If the process proceeds to S113, the control unit 5 sets the operation mode to “no processing”. Subsequently, the control unit 5 sets the reproduction multiplying power to 0× (Step S112).

After that, the control unit 5 outputs the operation mode “no processing” to the reproduction timing adjusting unit 6, and the control unit 5 outputs the reproduction multiplying power “0×” to the reproduction speed changing unit 7 (Step S114). After that, the process returns to Step S101.

According to the voice reproduction apparatus 1C of the fourth embodiment, the ambient sound analysis unit 3 learns the spacing of the ambient sound which is given to the control unit 5. The control unit 5 compares the voice interval length with the period until the next generation of the ambient sound (noise). If the reproduction of the voice signal is completed until the next generation of the noise, the control is performed so that the simultaneous recording/reproduction is performed at 1× speed.

• _Requests_
A. In the voice reproduction passage, what does the ambient sound analysis unit 3 learn?
B. Print the voice reproduction passage word for word, starting with "If the process" and going on through "0× (Step S112).".
The lines of labeled boxes aren't needed for any of this.

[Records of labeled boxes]
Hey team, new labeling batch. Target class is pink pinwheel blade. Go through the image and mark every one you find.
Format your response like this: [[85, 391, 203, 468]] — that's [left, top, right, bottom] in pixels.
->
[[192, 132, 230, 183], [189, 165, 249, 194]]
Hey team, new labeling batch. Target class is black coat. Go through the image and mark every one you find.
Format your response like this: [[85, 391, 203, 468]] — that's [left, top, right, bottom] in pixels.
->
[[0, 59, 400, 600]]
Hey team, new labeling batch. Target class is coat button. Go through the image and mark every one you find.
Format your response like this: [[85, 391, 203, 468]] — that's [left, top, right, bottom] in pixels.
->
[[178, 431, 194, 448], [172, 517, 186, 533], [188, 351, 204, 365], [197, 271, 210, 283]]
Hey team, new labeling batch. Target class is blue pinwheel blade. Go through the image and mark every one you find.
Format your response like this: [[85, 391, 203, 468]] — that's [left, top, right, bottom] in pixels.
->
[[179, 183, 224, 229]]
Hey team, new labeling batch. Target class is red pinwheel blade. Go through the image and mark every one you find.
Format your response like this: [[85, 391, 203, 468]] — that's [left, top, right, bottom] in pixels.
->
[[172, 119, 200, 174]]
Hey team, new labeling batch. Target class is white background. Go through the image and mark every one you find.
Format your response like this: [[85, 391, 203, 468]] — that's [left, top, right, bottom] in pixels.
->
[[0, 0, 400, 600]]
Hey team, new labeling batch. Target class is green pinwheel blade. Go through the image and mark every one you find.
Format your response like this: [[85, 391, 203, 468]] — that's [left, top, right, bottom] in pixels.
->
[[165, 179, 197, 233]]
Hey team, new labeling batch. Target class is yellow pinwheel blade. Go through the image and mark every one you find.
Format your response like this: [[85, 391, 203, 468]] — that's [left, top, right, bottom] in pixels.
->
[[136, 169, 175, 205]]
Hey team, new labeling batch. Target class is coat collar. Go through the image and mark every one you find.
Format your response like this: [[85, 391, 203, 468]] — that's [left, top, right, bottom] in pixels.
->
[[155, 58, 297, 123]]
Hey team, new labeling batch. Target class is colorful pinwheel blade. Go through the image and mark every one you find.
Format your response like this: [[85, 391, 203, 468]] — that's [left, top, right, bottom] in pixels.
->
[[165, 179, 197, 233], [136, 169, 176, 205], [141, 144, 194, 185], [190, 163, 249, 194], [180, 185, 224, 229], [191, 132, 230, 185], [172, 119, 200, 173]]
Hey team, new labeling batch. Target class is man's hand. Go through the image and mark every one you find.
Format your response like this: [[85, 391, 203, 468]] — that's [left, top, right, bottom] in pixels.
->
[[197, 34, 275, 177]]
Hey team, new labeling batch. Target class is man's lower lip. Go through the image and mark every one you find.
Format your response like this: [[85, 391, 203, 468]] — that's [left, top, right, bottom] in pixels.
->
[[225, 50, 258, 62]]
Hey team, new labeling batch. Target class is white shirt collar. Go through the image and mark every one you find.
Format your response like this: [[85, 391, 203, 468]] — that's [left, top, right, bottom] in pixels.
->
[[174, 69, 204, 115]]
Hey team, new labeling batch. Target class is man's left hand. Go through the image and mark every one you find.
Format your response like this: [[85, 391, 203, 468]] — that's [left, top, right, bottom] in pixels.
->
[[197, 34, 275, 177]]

• _Task-by-task answers_
A. It learns the spacing of the ambient sound, which is given to the control unit 5.

B.
If the process proceeds to S113, the control unit 5 sets the operation mode to “no processing”. Subsequently, the control unit 5 sets the reproduction multiplying power to 0× (Step S112).